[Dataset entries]
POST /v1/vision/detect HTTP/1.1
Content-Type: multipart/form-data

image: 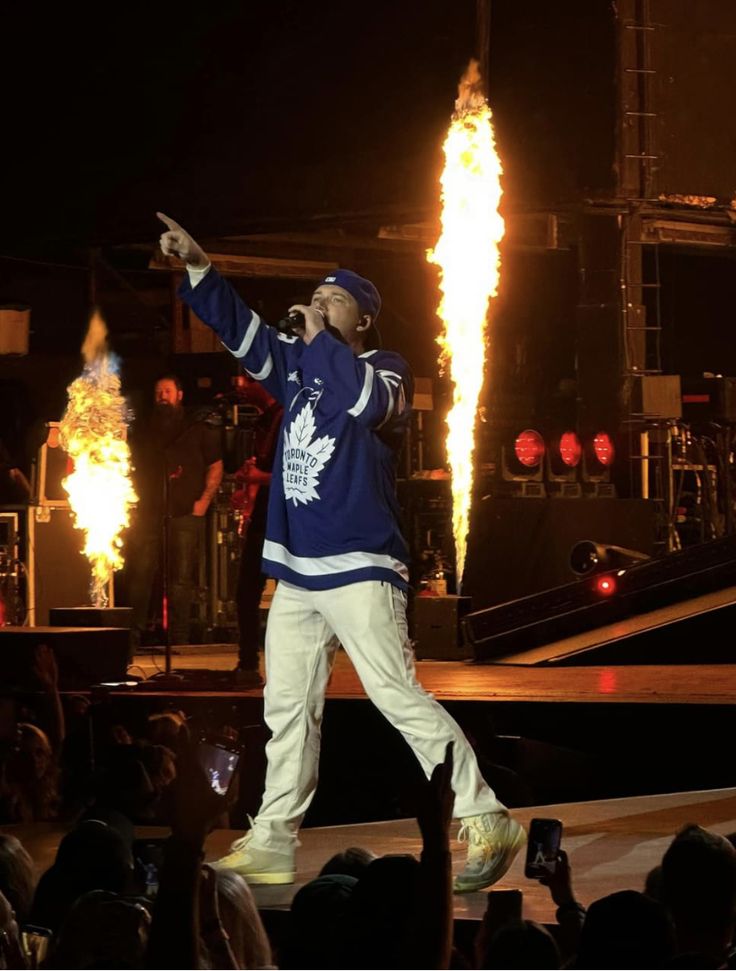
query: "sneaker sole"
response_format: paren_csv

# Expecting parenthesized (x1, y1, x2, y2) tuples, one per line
(232, 869, 295, 885)
(213, 860, 295, 884)
(453, 821, 527, 894)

■ Exercise goal ■
An exact copy of the lines from the one containing "response_format: paren_csv" through the end of the data above is the whole answer.

■ Written response ■
response_format: paren_csv

# Expecting parenthesized (x1, y1, x2, y2) tuples, one per line
(232, 869, 295, 885)
(213, 860, 295, 884)
(453, 821, 527, 894)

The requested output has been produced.